▶ [EXERCISE GOAL]:
Switch every "innermost point" to "central point" in the entries below and write them out again with nothing else altered. Leave out the pictures.

Image object location entries:
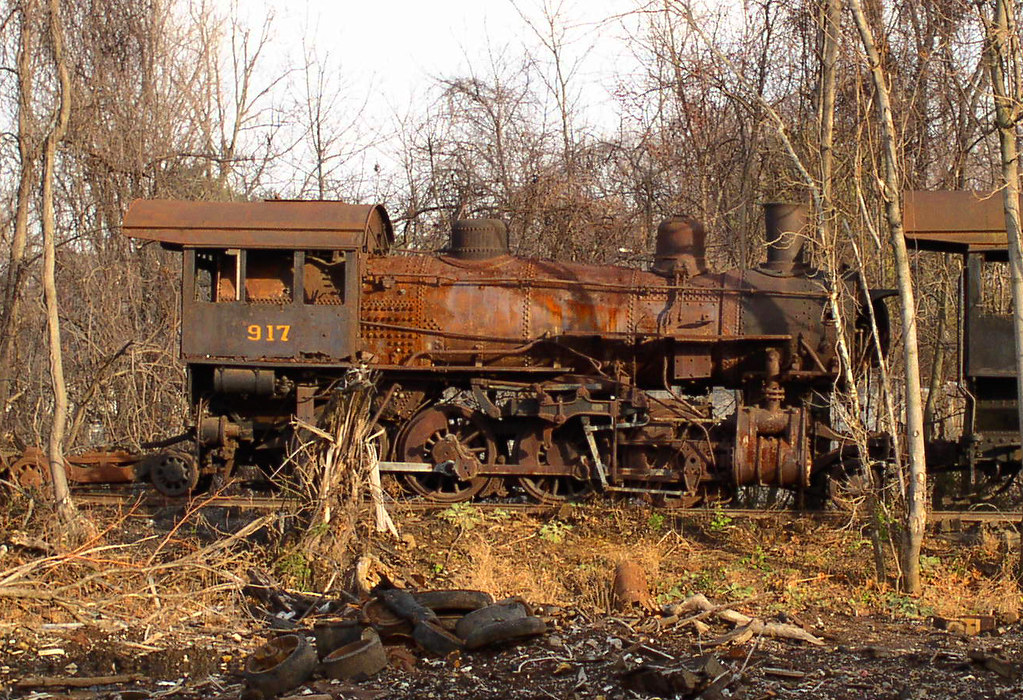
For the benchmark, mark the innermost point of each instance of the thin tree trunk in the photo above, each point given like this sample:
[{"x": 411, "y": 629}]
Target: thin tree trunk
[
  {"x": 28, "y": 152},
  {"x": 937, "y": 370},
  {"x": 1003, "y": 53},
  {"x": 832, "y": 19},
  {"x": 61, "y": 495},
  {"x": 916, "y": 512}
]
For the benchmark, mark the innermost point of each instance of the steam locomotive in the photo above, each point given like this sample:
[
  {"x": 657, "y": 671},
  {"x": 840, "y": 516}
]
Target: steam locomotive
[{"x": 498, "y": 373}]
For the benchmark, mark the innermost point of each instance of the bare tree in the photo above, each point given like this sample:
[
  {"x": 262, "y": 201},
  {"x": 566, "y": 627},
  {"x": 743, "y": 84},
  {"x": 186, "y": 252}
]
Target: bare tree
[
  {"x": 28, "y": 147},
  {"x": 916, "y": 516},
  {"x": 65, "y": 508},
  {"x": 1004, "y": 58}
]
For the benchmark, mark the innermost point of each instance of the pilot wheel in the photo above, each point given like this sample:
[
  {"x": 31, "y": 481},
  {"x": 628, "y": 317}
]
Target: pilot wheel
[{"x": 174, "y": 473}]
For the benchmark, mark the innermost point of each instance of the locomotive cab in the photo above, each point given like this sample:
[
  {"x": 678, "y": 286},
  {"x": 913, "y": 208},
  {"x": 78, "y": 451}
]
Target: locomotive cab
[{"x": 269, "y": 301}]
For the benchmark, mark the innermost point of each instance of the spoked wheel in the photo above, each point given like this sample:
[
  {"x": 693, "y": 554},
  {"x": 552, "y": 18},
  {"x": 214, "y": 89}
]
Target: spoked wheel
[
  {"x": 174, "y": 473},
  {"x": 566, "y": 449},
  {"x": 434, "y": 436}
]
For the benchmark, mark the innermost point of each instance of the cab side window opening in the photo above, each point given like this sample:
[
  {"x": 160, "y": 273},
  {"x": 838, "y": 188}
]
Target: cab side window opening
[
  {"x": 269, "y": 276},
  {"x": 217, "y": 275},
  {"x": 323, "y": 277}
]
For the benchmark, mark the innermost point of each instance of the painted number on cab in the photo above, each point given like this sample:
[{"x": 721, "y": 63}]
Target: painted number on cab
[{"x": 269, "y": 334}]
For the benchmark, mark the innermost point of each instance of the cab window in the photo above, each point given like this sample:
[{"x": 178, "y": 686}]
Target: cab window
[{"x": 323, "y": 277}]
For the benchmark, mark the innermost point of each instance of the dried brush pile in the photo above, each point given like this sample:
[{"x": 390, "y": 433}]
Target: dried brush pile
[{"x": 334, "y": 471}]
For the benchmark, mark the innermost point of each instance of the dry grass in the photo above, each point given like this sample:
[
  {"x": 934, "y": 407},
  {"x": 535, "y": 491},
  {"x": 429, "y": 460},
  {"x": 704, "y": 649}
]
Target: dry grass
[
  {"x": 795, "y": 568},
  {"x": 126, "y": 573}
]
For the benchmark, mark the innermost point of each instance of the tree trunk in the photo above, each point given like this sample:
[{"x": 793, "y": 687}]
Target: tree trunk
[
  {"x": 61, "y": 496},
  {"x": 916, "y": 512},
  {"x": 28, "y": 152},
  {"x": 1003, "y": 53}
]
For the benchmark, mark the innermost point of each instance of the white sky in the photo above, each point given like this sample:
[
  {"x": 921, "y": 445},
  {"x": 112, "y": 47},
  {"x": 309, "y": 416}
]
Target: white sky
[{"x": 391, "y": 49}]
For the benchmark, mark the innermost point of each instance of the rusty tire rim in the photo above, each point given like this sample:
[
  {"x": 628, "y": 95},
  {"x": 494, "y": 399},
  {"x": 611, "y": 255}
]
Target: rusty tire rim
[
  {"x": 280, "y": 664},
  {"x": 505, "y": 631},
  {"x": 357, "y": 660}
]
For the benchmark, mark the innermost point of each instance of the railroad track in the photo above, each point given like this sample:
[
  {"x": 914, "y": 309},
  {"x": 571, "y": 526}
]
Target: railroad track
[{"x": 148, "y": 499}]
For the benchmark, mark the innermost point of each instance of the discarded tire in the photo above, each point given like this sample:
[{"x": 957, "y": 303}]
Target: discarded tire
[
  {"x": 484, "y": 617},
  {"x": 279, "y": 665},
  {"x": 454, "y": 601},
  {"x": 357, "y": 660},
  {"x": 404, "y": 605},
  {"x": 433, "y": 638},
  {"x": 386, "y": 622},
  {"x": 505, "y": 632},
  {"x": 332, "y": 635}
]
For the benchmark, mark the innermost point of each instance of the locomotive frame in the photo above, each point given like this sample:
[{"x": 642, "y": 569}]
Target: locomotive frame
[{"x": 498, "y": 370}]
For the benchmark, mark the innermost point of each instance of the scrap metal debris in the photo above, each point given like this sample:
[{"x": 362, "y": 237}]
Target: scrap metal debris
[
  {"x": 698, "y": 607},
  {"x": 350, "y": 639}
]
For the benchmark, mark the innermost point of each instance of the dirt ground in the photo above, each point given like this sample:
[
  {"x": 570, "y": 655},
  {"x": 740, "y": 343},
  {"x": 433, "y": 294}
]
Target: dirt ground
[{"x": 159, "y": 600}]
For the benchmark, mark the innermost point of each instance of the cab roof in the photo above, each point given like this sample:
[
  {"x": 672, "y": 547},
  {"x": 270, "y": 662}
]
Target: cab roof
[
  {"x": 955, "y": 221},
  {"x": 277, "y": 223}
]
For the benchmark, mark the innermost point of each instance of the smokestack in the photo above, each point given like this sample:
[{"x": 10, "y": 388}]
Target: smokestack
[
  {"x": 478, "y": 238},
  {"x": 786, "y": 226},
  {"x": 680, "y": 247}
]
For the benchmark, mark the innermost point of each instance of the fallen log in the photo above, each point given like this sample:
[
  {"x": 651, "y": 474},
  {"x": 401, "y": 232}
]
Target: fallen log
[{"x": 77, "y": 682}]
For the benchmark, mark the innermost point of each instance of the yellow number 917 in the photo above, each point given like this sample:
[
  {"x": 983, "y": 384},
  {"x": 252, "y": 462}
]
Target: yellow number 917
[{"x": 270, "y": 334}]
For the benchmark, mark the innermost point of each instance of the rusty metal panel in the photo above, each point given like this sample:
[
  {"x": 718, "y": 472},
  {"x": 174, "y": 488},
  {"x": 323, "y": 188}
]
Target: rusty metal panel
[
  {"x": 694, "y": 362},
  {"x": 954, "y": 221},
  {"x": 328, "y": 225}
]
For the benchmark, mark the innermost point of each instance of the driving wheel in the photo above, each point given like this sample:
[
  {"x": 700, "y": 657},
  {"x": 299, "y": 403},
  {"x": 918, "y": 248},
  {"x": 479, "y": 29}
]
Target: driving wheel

▶ [WRITTEN ANSWER]:
For the benchmark, mark the central point of each instance of the thin tree trunk in the photo above, each point given like this sample:
[{"x": 411, "y": 629}]
Target: thin tree trunk
[
  {"x": 28, "y": 152},
  {"x": 937, "y": 370},
  {"x": 1003, "y": 53},
  {"x": 832, "y": 19},
  {"x": 61, "y": 495},
  {"x": 916, "y": 512}
]
For the benchmark, mark the central point of each instance of the steam locomotive in the photo above, each point given like this sample:
[
  {"x": 657, "y": 671},
  {"x": 840, "y": 516}
]
Target: steam locomotive
[{"x": 498, "y": 373}]
For the benchmark, mark the central point of each instance of the bare tree in the photo above, each point given like this sample:
[
  {"x": 262, "y": 201},
  {"x": 566, "y": 627},
  {"x": 743, "y": 84},
  {"x": 186, "y": 252}
]
Target: bare tree
[
  {"x": 28, "y": 147},
  {"x": 916, "y": 516},
  {"x": 65, "y": 508},
  {"x": 1004, "y": 58}
]
For the benchmark, mark the central point of each instance of the pilot wheel in the photo above, each point given like this sample:
[
  {"x": 31, "y": 481},
  {"x": 628, "y": 317}
]
Target: pilot wheel
[{"x": 174, "y": 473}]
For the benchmark, mark the central point of each instance of the locomotive cab in the photo above, each point given like this sample:
[
  {"x": 678, "y": 286},
  {"x": 913, "y": 208},
  {"x": 78, "y": 451}
]
Target: locomotive cab
[{"x": 269, "y": 301}]
For the benchmark, mark the central point of each instance of the spoked wheel in the photo above, each point given like this sample:
[
  {"x": 693, "y": 554},
  {"x": 552, "y": 18},
  {"x": 214, "y": 89}
]
Target: spoked wheel
[
  {"x": 174, "y": 473},
  {"x": 566, "y": 449},
  {"x": 434, "y": 436}
]
For the benchmark, mark the central point of each instance of the cab side window opening in the photo above, each point given like this sample:
[
  {"x": 160, "y": 273},
  {"x": 838, "y": 188}
]
Target: cab side window opening
[
  {"x": 269, "y": 276},
  {"x": 217, "y": 275},
  {"x": 323, "y": 277}
]
For the benchmark, mark the central point of each instance of the painted number on cab in the photo above, each point given like this sample:
[{"x": 721, "y": 63}]
Target: painted number on cab
[{"x": 269, "y": 334}]
For the benchmark, mark the central point of each instance of the cab window in the photo above, each point given like this sample:
[{"x": 178, "y": 686}]
Target: cab window
[{"x": 323, "y": 277}]
For the benchmark, mark the central point of each instance of the dried brush pile in the photo above, each point given like this sample:
[{"x": 390, "y": 433}]
Target: dried brush pile
[{"x": 334, "y": 471}]
For the benchmark, mark the central point of each instance of the dry grass in the photo above, each point given like this sample:
[
  {"x": 934, "y": 407},
  {"x": 535, "y": 491},
  {"x": 429, "y": 460},
  {"x": 704, "y": 649}
]
Target: dry grass
[
  {"x": 795, "y": 568},
  {"x": 126, "y": 573}
]
For the benchmark, mark the central point of each instance of the tree trunk in the photo above, each point given like this sample:
[{"x": 793, "y": 687}]
Target: tree trunk
[
  {"x": 61, "y": 496},
  {"x": 916, "y": 512},
  {"x": 28, "y": 152},
  {"x": 1003, "y": 53}
]
For the benchmark, mark the central point of each instance of the white sky in the photo above, each point given like this sample:
[
  {"x": 921, "y": 445},
  {"x": 112, "y": 47},
  {"x": 309, "y": 416}
]
Target: white sky
[{"x": 391, "y": 49}]
For the benchmark, mark the central point of each instance of the rusty tire rim in the photo above, each point given like this sample:
[
  {"x": 628, "y": 95},
  {"x": 494, "y": 399},
  {"x": 611, "y": 255}
]
Target: rusty tire rim
[
  {"x": 280, "y": 664},
  {"x": 505, "y": 631},
  {"x": 357, "y": 660}
]
For the benchmark, mark the central point of each instance of the railroad track in the photo above, each point given like this sample:
[
  {"x": 914, "y": 309},
  {"x": 571, "y": 526}
]
Target: railroad track
[{"x": 148, "y": 499}]
For the benchmark, mark the central point of each instance of the discarded tire in the photo above, each point given like this sample:
[{"x": 957, "y": 303}]
Target: discarded tire
[
  {"x": 484, "y": 617},
  {"x": 279, "y": 665},
  {"x": 454, "y": 601},
  {"x": 357, "y": 660},
  {"x": 404, "y": 605},
  {"x": 433, "y": 638},
  {"x": 386, "y": 622},
  {"x": 505, "y": 632},
  {"x": 332, "y": 635}
]
For the benchmark, mark the central point of each instance of the locomotive frame in the photo above, each point given like this sample:
[{"x": 642, "y": 569}]
Target: locomotive frame
[{"x": 498, "y": 370}]
For the benchmark, mark the central point of each instance of the scrap metal debris in the photo above, each point given like this sample:
[{"x": 362, "y": 237}]
Target: scrap metal debris
[
  {"x": 698, "y": 607},
  {"x": 350, "y": 639}
]
For the benchmark, mark the central point of each instance of the dirt ground in the photo above, each point given like this sample:
[
  {"x": 570, "y": 655},
  {"x": 740, "y": 343},
  {"x": 433, "y": 294}
]
Target: dirt ground
[{"x": 159, "y": 600}]
For the benchmark, mark the central point of each instance of the cab roof in the photo above, each point given like this sample:
[
  {"x": 672, "y": 547},
  {"x": 270, "y": 662}
]
Target: cab roof
[
  {"x": 955, "y": 221},
  {"x": 277, "y": 223}
]
For the benchmark, mark the central point of each instance of the smokestack in the photo above, each point given like this sample:
[{"x": 10, "y": 388}]
Target: smokestack
[
  {"x": 478, "y": 238},
  {"x": 786, "y": 226},
  {"x": 680, "y": 247}
]
For the benchmark, mark the central point of each instance of the fallen log in the photo above, each point given like this sample:
[
  {"x": 651, "y": 474},
  {"x": 401, "y": 232}
]
Target: fallen log
[{"x": 77, "y": 682}]
For the benchmark, mark the central point of each instance of the yellow number 917 in the photo above, each point given like this sample:
[
  {"x": 983, "y": 384},
  {"x": 252, "y": 462}
]
Target: yellow number 917
[{"x": 270, "y": 334}]
For the benchmark, mark the central point of each instance of the rusty metal panel in the photo above, each point given like this sample:
[
  {"x": 718, "y": 472},
  {"x": 174, "y": 488},
  {"x": 323, "y": 188}
]
Target: rusty metal panel
[
  {"x": 694, "y": 362},
  {"x": 954, "y": 221},
  {"x": 328, "y": 225}
]
For the benchmark, mark the central point of each instance of the driving wheel in the photo above, each point given like this sample:
[
  {"x": 700, "y": 657},
  {"x": 299, "y": 403},
  {"x": 918, "y": 248},
  {"x": 479, "y": 29}
]
Target: driving wheel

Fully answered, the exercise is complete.